▶ _TASK DETAILS_
Your answer must contain only the lines from the one containing "# annotate each instance of the navy" through the end of the entries below, reproduced character for character.

· · ·

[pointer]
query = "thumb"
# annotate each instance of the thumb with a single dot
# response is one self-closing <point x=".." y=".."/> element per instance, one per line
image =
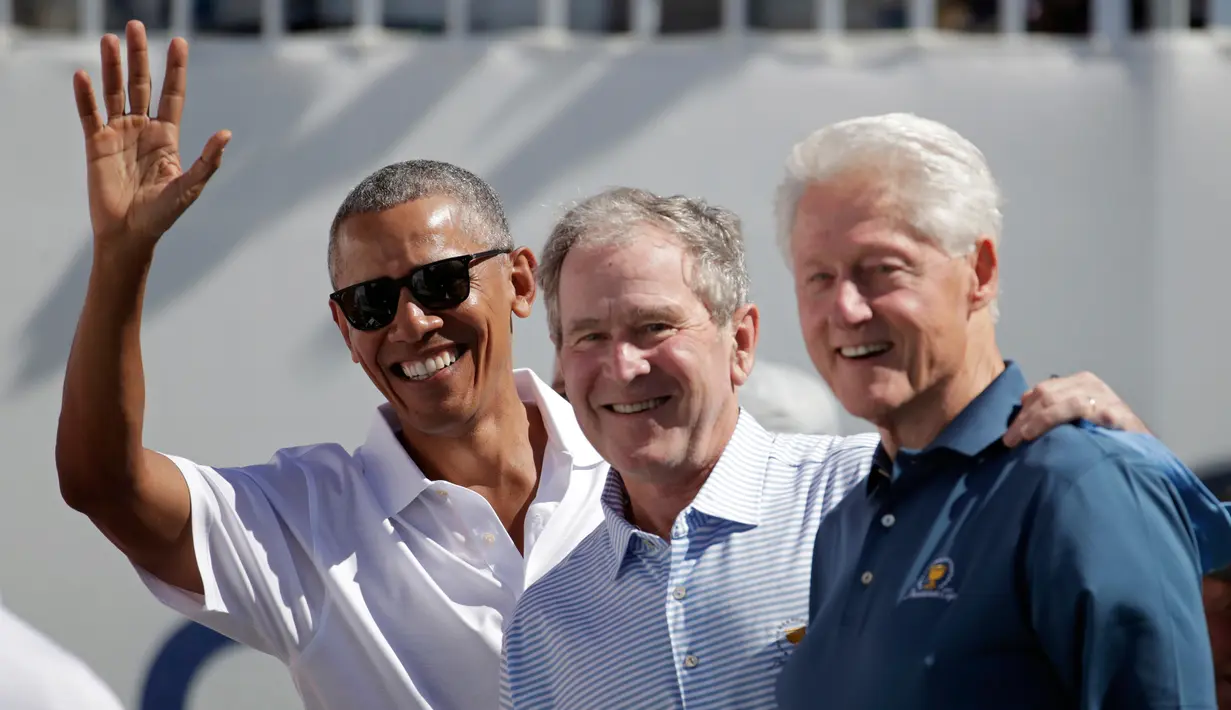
<point x="190" y="185"/>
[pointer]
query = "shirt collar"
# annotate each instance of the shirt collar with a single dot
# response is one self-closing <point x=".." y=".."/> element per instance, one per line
<point x="395" y="478"/>
<point x="731" y="492"/>
<point x="979" y="426"/>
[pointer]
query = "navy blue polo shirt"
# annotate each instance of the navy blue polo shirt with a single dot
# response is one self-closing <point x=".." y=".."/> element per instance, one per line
<point x="1062" y="572"/>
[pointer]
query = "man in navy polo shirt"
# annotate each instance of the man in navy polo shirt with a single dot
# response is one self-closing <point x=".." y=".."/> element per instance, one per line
<point x="1062" y="572"/>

· · ·

▶ _ANSWER SECTION_
# annotate each instance of the navy blue polo shirt with a single dot
# response is one self-closing <point x=".." y=".."/> element per instance, one per line
<point x="1062" y="572"/>
[pointer]
query = "man in navy polo shirt"
# annotate each instance of the man in navy polo shirt with a single dot
# response is one self-closing <point x=".." y=".."/> element per instance, one per line
<point x="1062" y="572"/>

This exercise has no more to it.